[GIVEN INSTRUCTION]
Restate the full listing word for word and leave the pictures out.

[Collected data entries]
□ □ □ □ □ □ □

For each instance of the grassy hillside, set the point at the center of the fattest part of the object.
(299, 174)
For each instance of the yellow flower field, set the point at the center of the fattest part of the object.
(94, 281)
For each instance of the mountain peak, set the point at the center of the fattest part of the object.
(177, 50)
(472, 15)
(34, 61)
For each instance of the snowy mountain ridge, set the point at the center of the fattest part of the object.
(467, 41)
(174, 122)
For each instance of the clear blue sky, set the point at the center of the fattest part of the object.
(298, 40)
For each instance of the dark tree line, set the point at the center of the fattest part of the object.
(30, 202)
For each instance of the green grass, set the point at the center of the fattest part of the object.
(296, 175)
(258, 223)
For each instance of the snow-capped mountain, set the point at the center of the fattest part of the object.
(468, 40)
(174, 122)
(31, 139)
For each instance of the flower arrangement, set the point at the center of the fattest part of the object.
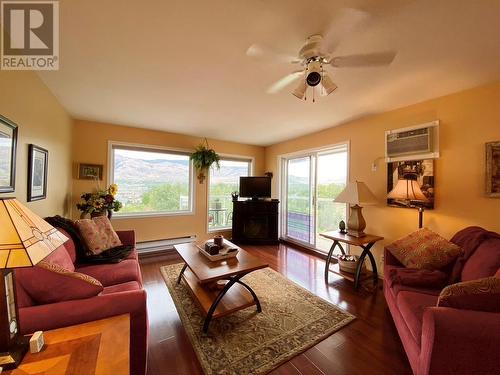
(100, 201)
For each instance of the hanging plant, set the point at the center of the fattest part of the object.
(203, 158)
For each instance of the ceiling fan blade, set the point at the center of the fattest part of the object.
(341, 26)
(266, 53)
(328, 86)
(284, 82)
(361, 60)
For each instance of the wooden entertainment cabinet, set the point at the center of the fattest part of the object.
(255, 221)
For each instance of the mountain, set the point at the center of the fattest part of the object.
(153, 171)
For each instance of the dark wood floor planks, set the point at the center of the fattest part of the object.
(369, 345)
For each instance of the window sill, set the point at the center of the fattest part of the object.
(151, 215)
(215, 230)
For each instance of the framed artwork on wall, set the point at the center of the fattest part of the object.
(8, 143)
(420, 170)
(90, 171)
(38, 160)
(493, 169)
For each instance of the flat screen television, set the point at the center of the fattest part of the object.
(255, 187)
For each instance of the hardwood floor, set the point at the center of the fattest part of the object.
(369, 345)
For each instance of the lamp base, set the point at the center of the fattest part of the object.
(12, 358)
(356, 233)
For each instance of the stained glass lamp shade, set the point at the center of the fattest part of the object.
(25, 239)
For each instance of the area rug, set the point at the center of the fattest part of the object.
(246, 342)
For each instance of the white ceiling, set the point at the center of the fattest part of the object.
(180, 65)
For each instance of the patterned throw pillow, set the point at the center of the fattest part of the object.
(98, 234)
(424, 249)
(481, 294)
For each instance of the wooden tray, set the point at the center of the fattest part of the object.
(219, 256)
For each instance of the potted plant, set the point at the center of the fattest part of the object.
(100, 203)
(203, 158)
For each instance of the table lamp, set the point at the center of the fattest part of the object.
(356, 193)
(25, 239)
(408, 190)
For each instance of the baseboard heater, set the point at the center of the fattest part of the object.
(162, 246)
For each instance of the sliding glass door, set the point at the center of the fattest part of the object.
(299, 205)
(310, 182)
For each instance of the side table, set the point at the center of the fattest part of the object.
(100, 347)
(365, 242)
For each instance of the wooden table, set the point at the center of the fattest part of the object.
(201, 275)
(365, 242)
(100, 347)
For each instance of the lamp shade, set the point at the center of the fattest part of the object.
(356, 193)
(25, 238)
(407, 190)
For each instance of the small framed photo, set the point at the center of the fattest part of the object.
(420, 170)
(90, 171)
(37, 173)
(8, 143)
(493, 169)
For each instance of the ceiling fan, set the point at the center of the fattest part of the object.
(317, 54)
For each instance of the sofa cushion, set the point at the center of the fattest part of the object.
(98, 234)
(416, 277)
(124, 287)
(112, 274)
(412, 306)
(61, 257)
(482, 295)
(50, 283)
(484, 262)
(424, 249)
(69, 245)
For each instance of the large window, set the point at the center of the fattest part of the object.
(222, 182)
(152, 181)
(310, 182)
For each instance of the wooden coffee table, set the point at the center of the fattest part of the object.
(201, 276)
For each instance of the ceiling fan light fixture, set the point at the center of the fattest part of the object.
(300, 91)
(313, 74)
(328, 85)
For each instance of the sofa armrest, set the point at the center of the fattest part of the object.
(67, 313)
(390, 260)
(127, 237)
(459, 342)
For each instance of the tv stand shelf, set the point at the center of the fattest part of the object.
(255, 221)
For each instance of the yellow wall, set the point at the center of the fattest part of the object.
(25, 100)
(91, 146)
(467, 120)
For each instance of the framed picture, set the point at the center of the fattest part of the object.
(37, 173)
(420, 170)
(493, 169)
(90, 171)
(8, 143)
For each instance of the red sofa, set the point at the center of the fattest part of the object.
(443, 340)
(123, 293)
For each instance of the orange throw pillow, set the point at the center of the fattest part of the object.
(98, 234)
(424, 249)
(480, 295)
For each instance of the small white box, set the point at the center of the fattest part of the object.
(36, 342)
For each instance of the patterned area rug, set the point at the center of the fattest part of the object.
(246, 342)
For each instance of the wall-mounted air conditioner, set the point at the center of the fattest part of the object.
(412, 143)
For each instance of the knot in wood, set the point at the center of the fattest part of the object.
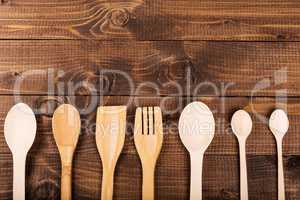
(119, 17)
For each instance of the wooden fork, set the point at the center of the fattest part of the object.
(148, 138)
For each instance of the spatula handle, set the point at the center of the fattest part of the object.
(148, 182)
(196, 175)
(243, 171)
(281, 191)
(107, 185)
(19, 177)
(66, 182)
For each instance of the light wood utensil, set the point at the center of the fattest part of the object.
(241, 125)
(279, 125)
(196, 130)
(110, 137)
(148, 139)
(66, 129)
(19, 132)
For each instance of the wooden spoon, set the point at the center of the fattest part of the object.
(241, 125)
(196, 130)
(66, 130)
(279, 125)
(110, 137)
(19, 132)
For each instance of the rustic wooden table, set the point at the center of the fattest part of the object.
(231, 54)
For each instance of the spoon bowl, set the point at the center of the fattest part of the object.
(19, 132)
(241, 124)
(20, 128)
(196, 127)
(279, 123)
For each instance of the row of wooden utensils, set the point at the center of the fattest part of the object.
(196, 130)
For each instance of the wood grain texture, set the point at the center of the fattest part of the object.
(221, 169)
(150, 19)
(175, 68)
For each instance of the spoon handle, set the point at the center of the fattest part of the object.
(243, 171)
(281, 192)
(196, 175)
(107, 184)
(66, 181)
(19, 177)
(148, 182)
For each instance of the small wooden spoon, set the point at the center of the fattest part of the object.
(66, 129)
(241, 124)
(19, 132)
(110, 137)
(279, 125)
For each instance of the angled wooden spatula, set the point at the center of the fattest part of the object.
(148, 138)
(110, 137)
(66, 129)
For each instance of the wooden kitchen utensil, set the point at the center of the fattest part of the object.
(66, 129)
(110, 137)
(241, 125)
(148, 138)
(196, 130)
(279, 125)
(19, 132)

□ □ □ □ □ □ □

[OUTPUT]
For each instance of the grassy hillside, set the point at the center of the fattest part of the object.
(299, 174)
For each instance of the yellow flower field, set the point at the center of the fattest part of the object.
(94, 281)
For each instance of the mountain peak, set the point at the center of the fattest part of the object.
(177, 50)
(472, 15)
(34, 61)
For each instance of the snowy mountain ridge, set the point at the center of the fattest part of the object.
(467, 41)
(174, 122)
For each instance of the clear blue sky, set the point at the center of the fattest part of the object.
(298, 40)
For each instance of the dark tree line, set the point at the center of the fattest part of the object.
(30, 202)
For each instance of the green grass, set the point at the center of the fattest part of the object.
(296, 175)
(258, 223)
For each instance of the snow-capped mountain, set the point at the center of the fattest part of the object.
(468, 40)
(174, 122)
(31, 139)
For each instance of the flower arrangement, set the point at the center of the fattest part of the object.
(100, 201)
For each instance of the hanging plant, set the point at the center of the fattest part of the object.
(203, 158)
For each instance of the ceiling fan blade, set the point at the center of the fattest part of the object.
(341, 26)
(266, 53)
(328, 86)
(284, 82)
(361, 60)
For each instance of the wooden entertainment cabinet, set the point at the center of the fattest part of the object.
(255, 221)
For each instance of the mountain, set the point at the center of the fattest part of the object.
(153, 171)
For each instance of the dark wood floor planks, set the point at the center of the fattest part of the object.
(369, 345)
For each instance of the window sill, set the point at the center of the fattest part of the object.
(151, 215)
(215, 230)
For each instance of the framed artwork on wall, set the point at the center of the fattest part of the object.
(8, 143)
(420, 170)
(90, 171)
(38, 160)
(493, 169)
For each instance of the flat screen television, set the point at the center of the fattest part of the object.
(255, 187)
For each instance of the hardwood floor, set the point at the center of the fattest part of the object.
(369, 345)
For each instance of the lamp base, set the point at the center of the fattest part of the object.
(12, 358)
(356, 233)
For each instance of the stained glass lamp shade, set the point at the center of the fattest part of the object.
(25, 239)
For each instance of the area rug, set the point at the center of the fattest part of the object.
(246, 342)
For each instance of the white ceiling, set the point at the center of the fattest part of the object.
(180, 65)
For each instance of the patterned throw pillow, set the point at the center of the fattest part of the object.
(98, 234)
(424, 249)
(481, 294)
For each instance of the wooden tray, set the point at the center of the fattest part of the object.
(219, 256)
For each instance of the potted plant, set the point at the center of the fattest part of the object.
(100, 203)
(203, 158)
For each instance of the table lamp, set the point at the center of the fattest part of the object.
(356, 193)
(25, 239)
(408, 190)
For each instance of the baseboard heater, set the point at the center of the fattest part of the object.
(162, 246)
For each instance of the sliding glass door, set the point at the center of the fattest part of the object.
(299, 205)
(310, 182)
For each instance of the side table, set the point at the center of the fattest part of the object.
(100, 347)
(365, 242)
For each instance of the wooden table, set the point at the center of the fattest part of the object.
(201, 275)
(365, 242)
(100, 347)
For each instance of the lamp shade, set the point at the center of the fattest part of the object.
(356, 193)
(25, 238)
(407, 190)
For each instance of the small framed photo, set the point at the center of the fattest part of the object.
(420, 170)
(90, 171)
(37, 173)
(8, 143)
(493, 169)
For each instance of the ceiling fan, set the point at the center of the fattest part of the object.
(317, 54)
For each instance of the sofa cushion, set the point at the center of the fattest part of the object.
(98, 234)
(416, 277)
(124, 287)
(112, 274)
(412, 306)
(61, 257)
(482, 295)
(50, 283)
(484, 262)
(424, 249)
(69, 245)
For each instance of the large window, set the point at the center of the fattest part of the object.
(222, 182)
(152, 181)
(310, 182)
For each instance of the wooden coffee table, set the point at the center of the fattest part of the object.
(201, 276)
For each instance of the ceiling fan light fixture, set the point at the center of the fattest part of the object.
(300, 91)
(313, 74)
(328, 85)
For each instance of the sofa armrest, set the point at the center of the fattest part of the object.
(67, 313)
(390, 260)
(127, 237)
(459, 342)
For each instance of the tv stand shelf, set the point at the center of the fattest part of the object.
(255, 221)
For each instance of the yellow wall, set the point at the center of the fattest part of the object.
(25, 100)
(91, 146)
(467, 120)
For each instance of the framed picture, set the point at the center of the fattest part of the object.
(37, 173)
(420, 170)
(493, 169)
(90, 171)
(8, 143)
For each instance of the red sofa, set the point at the center of the fattest part of the object.
(443, 340)
(123, 293)
For each instance of the orange throw pillow, set the point at the center of the fattest part of the object.
(98, 234)
(424, 249)
(480, 295)
For each instance of the small white box, set the point at the center of the fattest part of the object.
(36, 342)
For each instance of the patterned area rug, set the point at the center of the fattest part of the object.
(246, 342)
For each instance of the wall-mounted air conditioner, set the point at the center of the fattest part of the object.
(412, 143)
For each instance of the knot in wood, set the point at the center of the fattest part of the object.
(119, 17)
For each instance of the wooden fork, set the point at the center of the fattest part of the object.
(148, 138)
For each instance of the spatula handle, set the point at the center of the fattest part of the object.
(148, 182)
(196, 175)
(243, 171)
(281, 191)
(107, 185)
(19, 177)
(66, 182)
For each instance of the light wood utensil, set the point at the center of the fattest part of the object.
(241, 125)
(279, 125)
(196, 130)
(110, 137)
(148, 139)
(66, 129)
(19, 132)
For each instance of the wooden spoon, set the point at the center of the fattest part of the object.
(241, 125)
(196, 130)
(66, 130)
(279, 125)
(110, 137)
(19, 132)
For each instance of the rustic wooden table, set the point at the center of the fattest part of the object.
(231, 54)
For each instance of the spoon bowl, set the point at the center of the fattest part of the object.
(19, 132)
(241, 124)
(20, 128)
(196, 127)
(279, 123)
For each instance of the row of wooden utensils, set the point at the center of the fattest part of the object.
(196, 130)
For each instance of the wood grain texture, set the point at the center of the fattest part of the object.
(221, 169)
(150, 19)
(175, 68)
For each instance of the spoon handle, set the point at the center of the fattest part of the object.
(243, 171)
(281, 192)
(196, 175)
(107, 184)
(66, 181)
(19, 177)
(148, 182)
For each instance of the small wooden spoon, set the point at the center of the fattest part of the object.
(66, 129)
(241, 124)
(19, 132)
(110, 137)
(279, 125)
For each instance of the angled wooden spatula, set the point at the center of the fattest part of the object.
(148, 138)
(110, 137)
(66, 129)
For each instance of the wooden kitchen utensil, set the point at the center of the fattest part of the object.
(66, 129)
(110, 137)
(241, 125)
(148, 138)
(196, 130)
(279, 125)
(19, 132)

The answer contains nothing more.